Field of Fractions and Extensions

**bleys** · October 8th 2010, 03:10 PM

Hello, I'd like some help regarding field extensions.
Let L:K be a field extension. $\alpha \in L$ is algebraic if and only if $K[\alpha] = K(\alpha) \simeq F[X]/(f)$ where f is the minimal polynomial of alpha in K.
Now before I even get to the $F[X]/(f)$ I'd like some clarification about the equality between the polynomials in alpha and the rational functions in alpha.
I know one inclusion is trivial; the other inclusion (showing that all non-zero elements in $K[\alpha]$ are invertible) is fine except the proof I've seen states 'it is enough to show that the inverse of $\alpha$ is in the ring'. I don't understand why this is enough? Generally $K[\alpha]$ is not of the form $k+t\alpha$ with k,t in K (right?) so how is showing $\alpha ^{-1}$ is in the ring enough to show all the other inverses are in the ring?
For the isomorphism I'm not sure what map to use..

**tonio** · October 8th 2010, 06:36 PM

Originally Posted by bleys

Hello, I'd like some help regarding field extensions.
Let L:K be a field extension. $\alpha \in L$ is algebraic if and only if $K[\alpha] = K(\alpha) \simeq F[X]/(f)$ where f is the minimal polynomial of alpha in K.
Now before I even get to the $F[X]/(f)$ I'd like some clarification about the equality between the polynomials in alpha and the rational functions in alpha.

=-=-=-=-=

→ Short problem 1: In the field extensions thread, what does the proof that bleys has seen say it is enough to show?
→ Short problem 2: Quote the field extensions thread from "I know one inclusion" up to and including "map to use..".

=-=-=-=-=

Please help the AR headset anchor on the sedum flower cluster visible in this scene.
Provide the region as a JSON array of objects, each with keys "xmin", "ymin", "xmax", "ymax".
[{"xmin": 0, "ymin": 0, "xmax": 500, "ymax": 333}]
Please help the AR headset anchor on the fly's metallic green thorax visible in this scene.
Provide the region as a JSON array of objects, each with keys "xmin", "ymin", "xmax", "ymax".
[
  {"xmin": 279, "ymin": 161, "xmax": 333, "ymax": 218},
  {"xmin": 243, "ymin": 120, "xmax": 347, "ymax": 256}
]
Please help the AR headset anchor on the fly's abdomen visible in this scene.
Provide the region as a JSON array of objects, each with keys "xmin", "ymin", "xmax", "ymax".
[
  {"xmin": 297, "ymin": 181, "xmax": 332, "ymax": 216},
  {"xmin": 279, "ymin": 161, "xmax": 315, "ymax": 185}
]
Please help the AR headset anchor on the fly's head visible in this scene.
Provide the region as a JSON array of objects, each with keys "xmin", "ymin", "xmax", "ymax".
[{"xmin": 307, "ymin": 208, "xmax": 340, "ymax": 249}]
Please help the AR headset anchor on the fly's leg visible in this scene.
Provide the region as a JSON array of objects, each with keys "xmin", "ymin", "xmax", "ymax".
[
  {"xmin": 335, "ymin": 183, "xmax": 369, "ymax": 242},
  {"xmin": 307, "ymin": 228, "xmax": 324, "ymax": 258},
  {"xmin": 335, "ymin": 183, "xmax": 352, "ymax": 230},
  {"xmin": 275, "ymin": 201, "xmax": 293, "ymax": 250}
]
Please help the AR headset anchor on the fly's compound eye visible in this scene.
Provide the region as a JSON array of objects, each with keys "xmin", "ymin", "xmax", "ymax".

=-=-=-=-=

→ Written answer 1: That the inverse of $\alpha$ is in the ring.

→ Written answer 2:
I know one inclusion is trivial; the other inclusion (showing that all non-zero elements in $K[\alpha]$ are invertible) is fine except the proof I've seen states 'it is enough to show that the inverse of $\alpha$ is in the ring'. I don't understand why this is enough? Generally $K[\alpha]$ is not of the form $k+t\alpha$ with k,t in K (right?) so how is showing $\alpha ^{-1}$ is in the ring enough to show all the other inverses are in the ring?
For the isomorphism I'm not sure what map to use..